▶ **Exercise details**
Skip any image you find and restate the rest of the data word for word.

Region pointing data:
══════

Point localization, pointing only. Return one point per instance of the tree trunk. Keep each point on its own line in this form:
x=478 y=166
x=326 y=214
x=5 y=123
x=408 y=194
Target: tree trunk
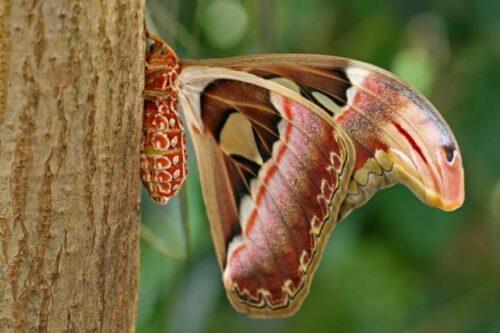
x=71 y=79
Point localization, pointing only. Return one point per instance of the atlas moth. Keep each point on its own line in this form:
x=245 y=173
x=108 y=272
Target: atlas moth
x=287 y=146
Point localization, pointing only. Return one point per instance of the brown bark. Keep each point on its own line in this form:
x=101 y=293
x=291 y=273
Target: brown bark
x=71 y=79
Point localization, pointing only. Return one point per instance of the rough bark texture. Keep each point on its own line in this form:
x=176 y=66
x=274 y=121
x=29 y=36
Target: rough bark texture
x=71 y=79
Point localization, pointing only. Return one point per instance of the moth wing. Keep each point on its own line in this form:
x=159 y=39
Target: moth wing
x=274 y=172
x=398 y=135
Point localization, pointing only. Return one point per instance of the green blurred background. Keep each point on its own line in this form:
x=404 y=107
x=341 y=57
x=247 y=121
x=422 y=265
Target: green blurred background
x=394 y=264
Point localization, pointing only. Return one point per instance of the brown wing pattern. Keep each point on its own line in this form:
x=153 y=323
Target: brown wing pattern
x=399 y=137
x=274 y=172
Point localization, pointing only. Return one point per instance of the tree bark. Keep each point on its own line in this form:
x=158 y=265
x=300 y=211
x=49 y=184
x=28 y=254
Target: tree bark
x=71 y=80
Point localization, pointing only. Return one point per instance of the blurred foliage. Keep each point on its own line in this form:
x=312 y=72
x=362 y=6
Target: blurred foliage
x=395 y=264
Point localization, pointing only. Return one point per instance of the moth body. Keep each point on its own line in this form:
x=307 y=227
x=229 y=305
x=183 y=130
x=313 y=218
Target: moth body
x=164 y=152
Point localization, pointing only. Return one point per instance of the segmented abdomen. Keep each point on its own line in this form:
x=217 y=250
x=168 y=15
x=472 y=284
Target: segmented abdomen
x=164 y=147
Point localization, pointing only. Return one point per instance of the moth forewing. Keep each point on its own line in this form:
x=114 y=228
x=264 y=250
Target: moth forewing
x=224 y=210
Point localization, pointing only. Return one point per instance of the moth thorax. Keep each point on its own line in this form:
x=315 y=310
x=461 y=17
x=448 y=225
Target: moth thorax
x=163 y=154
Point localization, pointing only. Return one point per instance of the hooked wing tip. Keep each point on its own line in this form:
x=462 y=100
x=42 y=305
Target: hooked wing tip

══════

▶ **Written reply**
Point localization, pointing only. Return one point per instance of the tree trunk. Keep each point on its own line in this form:
x=478 y=166
x=326 y=214
x=5 y=123
x=408 y=194
Target: tree trunk
x=71 y=79
Point localization, pointing only. Return one point per instance of the atlas moth. Keep each point on its own line in this form:
x=245 y=173
x=108 y=272
Target: atlas moth
x=287 y=146
Point localization, pointing only. Return one point per instance of the brown bark. Keep each point on its own line in this form:
x=101 y=293
x=291 y=273
Target: brown bark
x=71 y=79
Point localization, pointing only. Return one point per instance of the rough bark texture. Keep each point on its own line in this form:
x=176 y=66
x=274 y=121
x=29 y=36
Target: rough bark texture
x=71 y=79
Point localization, pointing only. Return one point per instance of the moth wing. Keep each point on its own line in this form:
x=159 y=39
Target: moth wing
x=274 y=172
x=398 y=135
Point localization, pointing only. Return one point per instance of the green blurred background. Keep each point on its own line in this form:
x=404 y=107
x=341 y=57
x=247 y=121
x=422 y=265
Target: green blurred background
x=394 y=264
Point localization, pointing only. Return one point per instance of the brown wing pattern. Keep each point on its own line in this form:
x=153 y=323
Target: brown wing pattern
x=399 y=137
x=274 y=172
Point localization, pointing only. Return one point per instance of the tree bark. Keep each point on its own line in this form:
x=158 y=265
x=300 y=211
x=49 y=184
x=28 y=254
Target: tree bark
x=71 y=80
Point localization, pointing only. Return one point per instance of the blurred foliage. Keep each point on its own line in this form:
x=312 y=72
x=362 y=6
Target: blurred foliage
x=395 y=264
Point localization, pointing only. Return one point per instance of the moth body. Keep each point on its own line in this form:
x=307 y=227
x=229 y=305
x=183 y=130
x=313 y=218
Target: moth body
x=164 y=152
Point localization, pointing only. Return one point per instance of the segmented abdomen. Keep each point on its own line in this form:
x=217 y=250
x=168 y=15
x=472 y=284
Target: segmented abdomen
x=164 y=147
Point localization, pointing only. Return one point per instance of the moth forewing. Keep each point on its own line in this form:
x=114 y=228
x=264 y=250
Target: moth forewing
x=224 y=210
Point localization, pointing only. Return one point per instance of the moth thorax. Keep each point on its own line in this form:
x=315 y=310
x=461 y=17
x=448 y=225
Target: moth thorax
x=163 y=154
Point localization, pointing only. Return one point per instance of the hooked wing tip. Keep each point on its own line in this form:
x=462 y=100
x=42 y=305
Target: hooked wing tip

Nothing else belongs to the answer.